● **Required task**
Find the line that contains "Exercise. Point out the arched window". Then set down that line and all the lines after it, to the end of the records, exactly and with nothing added.

Coordinate annotation entries

★ ★ ★

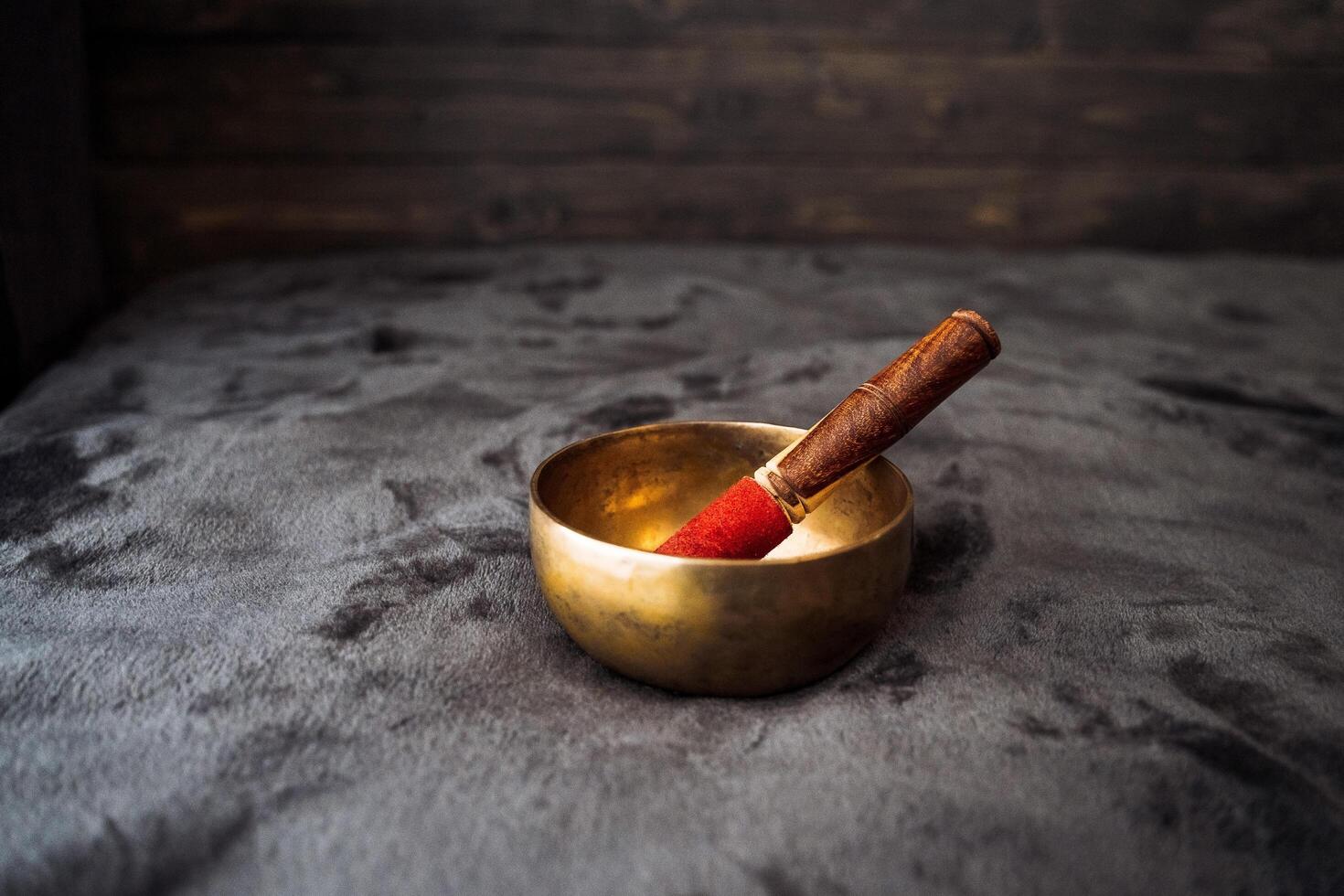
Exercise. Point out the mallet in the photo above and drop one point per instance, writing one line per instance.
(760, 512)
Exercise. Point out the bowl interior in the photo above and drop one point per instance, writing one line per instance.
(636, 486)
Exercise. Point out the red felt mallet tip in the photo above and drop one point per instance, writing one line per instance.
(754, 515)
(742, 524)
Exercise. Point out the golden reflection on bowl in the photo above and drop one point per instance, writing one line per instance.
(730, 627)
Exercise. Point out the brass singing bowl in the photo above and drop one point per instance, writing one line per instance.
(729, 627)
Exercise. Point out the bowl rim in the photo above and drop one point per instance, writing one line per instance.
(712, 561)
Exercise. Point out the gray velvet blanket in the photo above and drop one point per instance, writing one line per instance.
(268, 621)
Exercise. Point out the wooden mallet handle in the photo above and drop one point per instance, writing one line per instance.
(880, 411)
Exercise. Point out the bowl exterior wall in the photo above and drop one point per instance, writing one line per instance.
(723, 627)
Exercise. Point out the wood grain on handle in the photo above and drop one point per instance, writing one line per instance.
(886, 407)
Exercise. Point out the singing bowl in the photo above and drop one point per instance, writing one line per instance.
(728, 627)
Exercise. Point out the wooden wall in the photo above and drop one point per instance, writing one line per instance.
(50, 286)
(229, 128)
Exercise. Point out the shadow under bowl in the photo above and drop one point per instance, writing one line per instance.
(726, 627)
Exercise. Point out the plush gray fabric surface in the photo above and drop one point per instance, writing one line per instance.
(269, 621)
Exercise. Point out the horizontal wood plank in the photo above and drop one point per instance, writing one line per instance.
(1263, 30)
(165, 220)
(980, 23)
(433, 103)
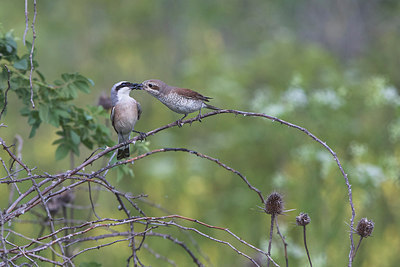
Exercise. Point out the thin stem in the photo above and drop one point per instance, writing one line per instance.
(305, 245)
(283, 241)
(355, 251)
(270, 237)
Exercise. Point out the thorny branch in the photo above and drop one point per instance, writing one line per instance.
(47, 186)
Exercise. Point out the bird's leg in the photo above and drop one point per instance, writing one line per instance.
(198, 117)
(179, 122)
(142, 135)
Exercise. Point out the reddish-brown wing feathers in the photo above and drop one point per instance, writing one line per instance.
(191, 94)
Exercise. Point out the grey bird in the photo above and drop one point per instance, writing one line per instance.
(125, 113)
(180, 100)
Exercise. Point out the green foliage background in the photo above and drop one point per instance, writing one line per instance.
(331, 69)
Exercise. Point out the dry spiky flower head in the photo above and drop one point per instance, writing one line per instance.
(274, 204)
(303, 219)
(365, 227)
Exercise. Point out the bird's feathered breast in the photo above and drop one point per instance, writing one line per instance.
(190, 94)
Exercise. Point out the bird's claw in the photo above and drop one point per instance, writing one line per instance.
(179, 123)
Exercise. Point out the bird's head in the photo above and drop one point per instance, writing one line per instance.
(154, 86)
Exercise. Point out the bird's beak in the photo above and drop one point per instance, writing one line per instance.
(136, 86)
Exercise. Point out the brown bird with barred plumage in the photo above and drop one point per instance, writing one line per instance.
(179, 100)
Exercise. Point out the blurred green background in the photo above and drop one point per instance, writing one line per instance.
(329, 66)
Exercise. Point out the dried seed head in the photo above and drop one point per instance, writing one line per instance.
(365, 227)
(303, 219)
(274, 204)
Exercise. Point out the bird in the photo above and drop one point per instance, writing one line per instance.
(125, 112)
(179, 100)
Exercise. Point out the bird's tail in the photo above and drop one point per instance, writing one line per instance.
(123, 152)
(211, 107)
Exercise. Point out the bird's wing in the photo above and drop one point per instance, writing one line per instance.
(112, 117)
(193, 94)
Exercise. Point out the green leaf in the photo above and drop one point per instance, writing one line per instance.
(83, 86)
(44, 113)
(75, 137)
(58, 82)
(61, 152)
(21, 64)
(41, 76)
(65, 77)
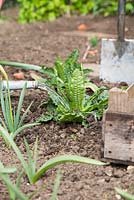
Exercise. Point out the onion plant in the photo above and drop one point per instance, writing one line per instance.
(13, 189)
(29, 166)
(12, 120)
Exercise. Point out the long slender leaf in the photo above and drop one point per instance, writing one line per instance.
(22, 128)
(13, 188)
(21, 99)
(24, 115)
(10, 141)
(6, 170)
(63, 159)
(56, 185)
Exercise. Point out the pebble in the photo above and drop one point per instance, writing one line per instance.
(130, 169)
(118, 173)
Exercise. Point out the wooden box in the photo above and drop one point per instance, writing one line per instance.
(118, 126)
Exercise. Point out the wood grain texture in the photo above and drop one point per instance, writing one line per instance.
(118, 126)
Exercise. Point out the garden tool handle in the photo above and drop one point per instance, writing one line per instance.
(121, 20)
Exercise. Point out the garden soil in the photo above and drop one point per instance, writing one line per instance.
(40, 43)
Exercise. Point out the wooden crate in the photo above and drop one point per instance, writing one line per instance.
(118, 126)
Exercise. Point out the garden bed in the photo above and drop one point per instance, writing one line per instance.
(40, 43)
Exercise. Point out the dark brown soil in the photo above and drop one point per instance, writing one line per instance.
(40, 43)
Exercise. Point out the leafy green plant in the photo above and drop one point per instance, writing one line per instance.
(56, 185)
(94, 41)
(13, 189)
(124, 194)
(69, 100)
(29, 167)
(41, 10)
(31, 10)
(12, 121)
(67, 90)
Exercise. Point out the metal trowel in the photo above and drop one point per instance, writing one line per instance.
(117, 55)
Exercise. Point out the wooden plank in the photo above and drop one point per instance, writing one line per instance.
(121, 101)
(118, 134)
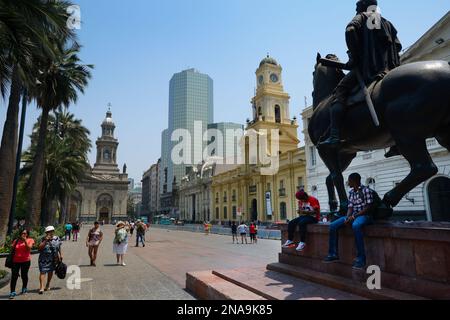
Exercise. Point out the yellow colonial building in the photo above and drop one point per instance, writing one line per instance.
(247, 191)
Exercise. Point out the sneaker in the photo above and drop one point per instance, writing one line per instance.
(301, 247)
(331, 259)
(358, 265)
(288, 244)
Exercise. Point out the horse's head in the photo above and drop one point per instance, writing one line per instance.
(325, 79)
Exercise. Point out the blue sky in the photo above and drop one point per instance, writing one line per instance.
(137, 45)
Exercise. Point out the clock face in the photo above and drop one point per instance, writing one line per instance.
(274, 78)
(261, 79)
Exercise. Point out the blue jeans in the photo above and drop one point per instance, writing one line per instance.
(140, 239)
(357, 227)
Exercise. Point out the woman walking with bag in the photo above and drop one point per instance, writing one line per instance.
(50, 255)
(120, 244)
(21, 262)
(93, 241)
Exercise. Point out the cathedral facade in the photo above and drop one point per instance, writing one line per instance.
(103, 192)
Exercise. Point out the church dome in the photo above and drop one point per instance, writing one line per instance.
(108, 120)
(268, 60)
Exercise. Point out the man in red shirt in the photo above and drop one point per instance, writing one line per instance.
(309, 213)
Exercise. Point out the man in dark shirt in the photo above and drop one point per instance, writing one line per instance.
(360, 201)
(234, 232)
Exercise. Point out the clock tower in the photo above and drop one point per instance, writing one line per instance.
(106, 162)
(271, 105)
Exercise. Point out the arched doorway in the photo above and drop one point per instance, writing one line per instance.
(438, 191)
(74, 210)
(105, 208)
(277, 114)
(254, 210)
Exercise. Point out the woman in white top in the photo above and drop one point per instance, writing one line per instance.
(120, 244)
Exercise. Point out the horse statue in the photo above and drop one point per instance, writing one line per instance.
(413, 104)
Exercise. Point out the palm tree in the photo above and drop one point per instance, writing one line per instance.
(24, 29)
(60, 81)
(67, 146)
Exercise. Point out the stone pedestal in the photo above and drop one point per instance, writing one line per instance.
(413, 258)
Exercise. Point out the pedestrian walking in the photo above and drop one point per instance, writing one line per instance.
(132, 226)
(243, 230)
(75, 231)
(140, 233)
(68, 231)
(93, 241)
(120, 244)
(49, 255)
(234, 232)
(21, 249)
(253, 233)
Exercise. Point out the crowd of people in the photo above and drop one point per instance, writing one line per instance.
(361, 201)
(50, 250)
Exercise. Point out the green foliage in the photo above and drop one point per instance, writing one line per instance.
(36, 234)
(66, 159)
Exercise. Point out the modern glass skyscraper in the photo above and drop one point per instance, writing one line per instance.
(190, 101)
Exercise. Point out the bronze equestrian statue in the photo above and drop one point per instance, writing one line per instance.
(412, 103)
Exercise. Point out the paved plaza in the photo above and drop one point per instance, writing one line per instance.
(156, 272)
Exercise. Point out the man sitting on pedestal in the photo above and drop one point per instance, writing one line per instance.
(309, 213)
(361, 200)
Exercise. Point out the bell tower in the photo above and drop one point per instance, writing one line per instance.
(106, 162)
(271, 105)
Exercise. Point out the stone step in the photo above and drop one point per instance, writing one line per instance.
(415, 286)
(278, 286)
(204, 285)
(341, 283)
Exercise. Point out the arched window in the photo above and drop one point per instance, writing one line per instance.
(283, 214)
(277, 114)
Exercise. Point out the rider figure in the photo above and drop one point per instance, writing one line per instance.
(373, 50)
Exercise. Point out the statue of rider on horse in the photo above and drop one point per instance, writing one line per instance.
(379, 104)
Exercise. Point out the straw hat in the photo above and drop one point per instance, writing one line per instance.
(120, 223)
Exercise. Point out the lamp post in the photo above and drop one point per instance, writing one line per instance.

★ ★ ★

● **Response to this exercise**
Exercise. Point out the arched window in the photo above and drop one point per instance, writing one line per instance.
(283, 214)
(277, 114)
Exercise. Point out the rider figure in the photo above and drop one point per instance, writing one line per instance.
(373, 50)
Exercise. Point out the statue of rider on horse in the photo above and drop one point per instance, writing one line per instance.
(379, 104)
Exercise. Point out the straw hat in the photo above and drop one point per instance, writing one line per instance.
(120, 223)
Exercise. Point out the lamp post in the photo above and drop one point per instance, writing one line per instance.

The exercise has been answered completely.